◆ Written task 1: Gather every line of the records that contains the string “curved”.

── Source passage ──

The Walk, which uses game mechanics such as the acquisition of badges and and interactive story, in a (failed) attempt to get me to take more walking exercise.

It’s about time I addressed the issue of Gamification. It’s a word that gets bandied about a great deal, and one which has inspiring proponents like Jane McGonigal. But what does it actually mean?

Nick Pelling lays claim (in this 2011 blog post) to coining the word in 2002 when he “began to wonder whether the kind of games user-interface I had been developing for so long could be used to turbo-charge all manner of transactions and activities on commercial electronic devices [his emphasis]– in-flight video, ATM machines, vending machines, mobile phones, etc.  Unsurprisingly, this was the point when I coined the deliberately ugly word “gamification“, by which I meant applying game-like accelerated user interface design to make electronic transactions both enjoyable and fast.” (I’m glad he calls it “deliberately ugly” – I was ready to rant on about it being a linguistically unnecessary Americanism when I first heard it. I’m over that now). Of passing interest is his 2003 consultancy web page (looking VERY Web 1.0) which announces gamification to the world. That consultancy shut up shop three years later because, broadly, no-one was interested.

───

◆ Written task 2: From the gamification passage above, list each example Nick Pelling gives of commercial electronic devices.

── Source data ──

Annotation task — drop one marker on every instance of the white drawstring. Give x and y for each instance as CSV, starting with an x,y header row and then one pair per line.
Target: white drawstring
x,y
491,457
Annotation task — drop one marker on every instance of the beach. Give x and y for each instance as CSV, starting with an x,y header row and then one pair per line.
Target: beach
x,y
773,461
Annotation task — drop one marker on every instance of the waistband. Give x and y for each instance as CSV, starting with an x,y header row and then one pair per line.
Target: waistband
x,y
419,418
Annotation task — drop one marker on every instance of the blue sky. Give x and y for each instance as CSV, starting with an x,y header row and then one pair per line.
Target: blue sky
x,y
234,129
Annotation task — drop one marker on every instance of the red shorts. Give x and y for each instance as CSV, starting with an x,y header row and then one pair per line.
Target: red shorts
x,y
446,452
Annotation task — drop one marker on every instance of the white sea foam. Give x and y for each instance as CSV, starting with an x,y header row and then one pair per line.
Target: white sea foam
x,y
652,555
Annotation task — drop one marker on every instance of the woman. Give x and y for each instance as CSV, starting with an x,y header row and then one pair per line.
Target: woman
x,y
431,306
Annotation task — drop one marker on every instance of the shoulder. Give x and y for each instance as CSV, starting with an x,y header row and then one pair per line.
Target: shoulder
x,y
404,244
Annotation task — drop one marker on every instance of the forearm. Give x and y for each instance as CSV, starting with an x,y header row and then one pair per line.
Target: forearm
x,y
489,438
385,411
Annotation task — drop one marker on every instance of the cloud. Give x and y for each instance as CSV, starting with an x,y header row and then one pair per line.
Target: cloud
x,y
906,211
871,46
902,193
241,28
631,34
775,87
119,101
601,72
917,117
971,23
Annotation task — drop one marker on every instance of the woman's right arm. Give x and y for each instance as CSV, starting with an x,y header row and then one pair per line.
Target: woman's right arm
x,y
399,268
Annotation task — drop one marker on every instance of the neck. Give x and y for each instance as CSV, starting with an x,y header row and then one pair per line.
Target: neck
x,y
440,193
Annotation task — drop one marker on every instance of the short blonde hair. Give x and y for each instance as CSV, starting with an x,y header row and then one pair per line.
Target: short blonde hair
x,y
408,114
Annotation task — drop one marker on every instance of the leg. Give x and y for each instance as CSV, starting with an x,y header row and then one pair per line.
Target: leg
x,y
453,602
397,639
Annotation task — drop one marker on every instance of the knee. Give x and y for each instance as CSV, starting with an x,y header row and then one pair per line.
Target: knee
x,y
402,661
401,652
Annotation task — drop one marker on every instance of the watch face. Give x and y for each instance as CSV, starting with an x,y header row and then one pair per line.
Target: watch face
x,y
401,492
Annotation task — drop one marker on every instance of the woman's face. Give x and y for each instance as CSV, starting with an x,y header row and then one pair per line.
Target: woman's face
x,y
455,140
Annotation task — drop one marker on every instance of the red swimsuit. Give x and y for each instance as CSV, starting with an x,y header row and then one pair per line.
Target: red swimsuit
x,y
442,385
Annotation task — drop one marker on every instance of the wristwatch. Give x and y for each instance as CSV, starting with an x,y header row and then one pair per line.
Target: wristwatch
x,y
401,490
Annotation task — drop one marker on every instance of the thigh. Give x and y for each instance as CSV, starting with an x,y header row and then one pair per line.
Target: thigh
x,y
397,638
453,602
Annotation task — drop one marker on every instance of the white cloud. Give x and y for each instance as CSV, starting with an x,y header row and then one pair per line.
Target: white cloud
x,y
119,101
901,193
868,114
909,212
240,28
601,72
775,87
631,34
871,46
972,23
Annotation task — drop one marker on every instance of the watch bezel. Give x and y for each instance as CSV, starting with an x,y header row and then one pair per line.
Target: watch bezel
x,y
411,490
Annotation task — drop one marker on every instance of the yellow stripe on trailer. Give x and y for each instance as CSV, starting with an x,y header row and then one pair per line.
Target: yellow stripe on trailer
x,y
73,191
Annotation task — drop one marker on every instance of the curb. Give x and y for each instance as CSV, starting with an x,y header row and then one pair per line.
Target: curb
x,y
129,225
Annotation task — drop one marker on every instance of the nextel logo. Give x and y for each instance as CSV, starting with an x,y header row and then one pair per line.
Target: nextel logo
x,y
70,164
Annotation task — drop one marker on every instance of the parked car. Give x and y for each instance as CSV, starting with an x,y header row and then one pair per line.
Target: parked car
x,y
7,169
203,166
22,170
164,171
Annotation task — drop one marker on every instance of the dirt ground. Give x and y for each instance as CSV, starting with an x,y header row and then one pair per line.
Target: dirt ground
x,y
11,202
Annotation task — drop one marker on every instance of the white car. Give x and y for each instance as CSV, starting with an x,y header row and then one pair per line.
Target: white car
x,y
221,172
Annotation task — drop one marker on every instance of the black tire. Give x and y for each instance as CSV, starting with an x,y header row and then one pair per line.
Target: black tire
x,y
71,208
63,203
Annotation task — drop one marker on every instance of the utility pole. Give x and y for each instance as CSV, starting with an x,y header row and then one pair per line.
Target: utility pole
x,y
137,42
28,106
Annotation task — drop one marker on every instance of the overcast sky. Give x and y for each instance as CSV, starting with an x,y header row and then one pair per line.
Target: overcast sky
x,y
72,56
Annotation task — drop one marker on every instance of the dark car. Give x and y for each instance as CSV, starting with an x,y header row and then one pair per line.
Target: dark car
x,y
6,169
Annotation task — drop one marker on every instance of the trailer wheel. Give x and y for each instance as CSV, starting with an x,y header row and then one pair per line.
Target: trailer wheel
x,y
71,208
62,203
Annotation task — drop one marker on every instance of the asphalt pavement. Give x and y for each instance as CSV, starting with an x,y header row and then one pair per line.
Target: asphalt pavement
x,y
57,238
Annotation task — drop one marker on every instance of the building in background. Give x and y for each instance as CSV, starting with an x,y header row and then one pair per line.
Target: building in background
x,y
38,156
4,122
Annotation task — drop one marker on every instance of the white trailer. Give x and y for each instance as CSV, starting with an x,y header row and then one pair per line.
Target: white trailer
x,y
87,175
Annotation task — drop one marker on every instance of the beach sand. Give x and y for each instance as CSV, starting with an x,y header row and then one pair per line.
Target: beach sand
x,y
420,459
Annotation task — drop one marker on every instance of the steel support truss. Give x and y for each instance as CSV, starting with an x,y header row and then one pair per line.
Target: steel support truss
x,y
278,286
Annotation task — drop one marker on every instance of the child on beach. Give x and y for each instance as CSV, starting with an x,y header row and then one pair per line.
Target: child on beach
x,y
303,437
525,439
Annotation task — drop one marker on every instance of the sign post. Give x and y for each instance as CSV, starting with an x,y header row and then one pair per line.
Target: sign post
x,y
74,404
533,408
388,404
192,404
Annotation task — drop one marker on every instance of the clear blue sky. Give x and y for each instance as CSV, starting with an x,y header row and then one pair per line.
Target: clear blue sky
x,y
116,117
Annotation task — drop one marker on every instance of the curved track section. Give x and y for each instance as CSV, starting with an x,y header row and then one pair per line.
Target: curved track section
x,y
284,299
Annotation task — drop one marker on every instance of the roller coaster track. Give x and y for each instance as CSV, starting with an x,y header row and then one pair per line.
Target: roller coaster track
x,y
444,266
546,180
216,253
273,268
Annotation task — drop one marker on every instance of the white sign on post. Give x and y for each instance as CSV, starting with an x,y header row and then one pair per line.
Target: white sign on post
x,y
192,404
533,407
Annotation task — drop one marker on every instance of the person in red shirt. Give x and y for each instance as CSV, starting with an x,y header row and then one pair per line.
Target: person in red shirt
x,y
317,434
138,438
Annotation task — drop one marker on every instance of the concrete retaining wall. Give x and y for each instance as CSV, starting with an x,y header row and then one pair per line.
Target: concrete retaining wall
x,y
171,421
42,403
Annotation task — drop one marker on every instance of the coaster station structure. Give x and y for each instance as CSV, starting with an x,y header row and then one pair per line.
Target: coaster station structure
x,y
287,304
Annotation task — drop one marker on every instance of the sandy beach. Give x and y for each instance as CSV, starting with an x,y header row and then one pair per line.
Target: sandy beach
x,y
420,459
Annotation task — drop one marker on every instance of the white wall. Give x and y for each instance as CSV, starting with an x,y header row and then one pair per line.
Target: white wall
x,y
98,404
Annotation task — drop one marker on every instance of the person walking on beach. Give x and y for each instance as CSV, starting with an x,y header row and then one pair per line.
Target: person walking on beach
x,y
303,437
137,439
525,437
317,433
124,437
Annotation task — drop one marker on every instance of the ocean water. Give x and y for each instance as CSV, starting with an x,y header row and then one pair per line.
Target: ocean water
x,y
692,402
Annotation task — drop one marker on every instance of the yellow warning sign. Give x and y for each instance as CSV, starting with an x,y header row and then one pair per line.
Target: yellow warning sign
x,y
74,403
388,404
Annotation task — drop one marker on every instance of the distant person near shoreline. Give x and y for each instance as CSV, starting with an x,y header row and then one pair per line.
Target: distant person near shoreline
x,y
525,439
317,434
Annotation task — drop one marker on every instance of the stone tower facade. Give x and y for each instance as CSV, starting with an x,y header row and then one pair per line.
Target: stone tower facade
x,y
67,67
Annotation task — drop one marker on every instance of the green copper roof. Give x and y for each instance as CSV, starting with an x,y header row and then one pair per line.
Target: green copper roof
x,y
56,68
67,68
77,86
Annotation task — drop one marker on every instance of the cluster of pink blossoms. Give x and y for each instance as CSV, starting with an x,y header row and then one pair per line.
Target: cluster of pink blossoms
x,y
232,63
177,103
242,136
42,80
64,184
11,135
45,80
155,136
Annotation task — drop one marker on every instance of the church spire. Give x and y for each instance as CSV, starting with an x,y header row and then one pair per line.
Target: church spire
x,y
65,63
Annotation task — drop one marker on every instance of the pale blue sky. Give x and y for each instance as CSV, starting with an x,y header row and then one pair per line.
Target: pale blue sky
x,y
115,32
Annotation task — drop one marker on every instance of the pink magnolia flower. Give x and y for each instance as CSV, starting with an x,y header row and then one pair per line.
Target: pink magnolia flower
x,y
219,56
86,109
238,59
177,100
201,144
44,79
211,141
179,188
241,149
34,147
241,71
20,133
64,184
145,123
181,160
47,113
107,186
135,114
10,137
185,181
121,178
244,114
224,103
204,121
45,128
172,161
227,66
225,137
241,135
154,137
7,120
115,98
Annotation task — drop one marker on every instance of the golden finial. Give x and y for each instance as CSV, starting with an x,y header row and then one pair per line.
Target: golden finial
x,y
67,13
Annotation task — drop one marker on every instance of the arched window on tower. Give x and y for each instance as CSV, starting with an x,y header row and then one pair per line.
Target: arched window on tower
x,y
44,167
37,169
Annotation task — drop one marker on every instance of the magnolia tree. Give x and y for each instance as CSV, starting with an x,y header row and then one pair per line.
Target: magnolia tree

───

◆ Expected answer 1:
Annotation task — drop one marker on every instance of the curved track section. Give x and y for each instance as CSV, starting with an x,y header row and then one pair per line.
Target: curved track section

◆ Expected answer 2:
In-flight video
ATM machines
Vending machines
Mobile phones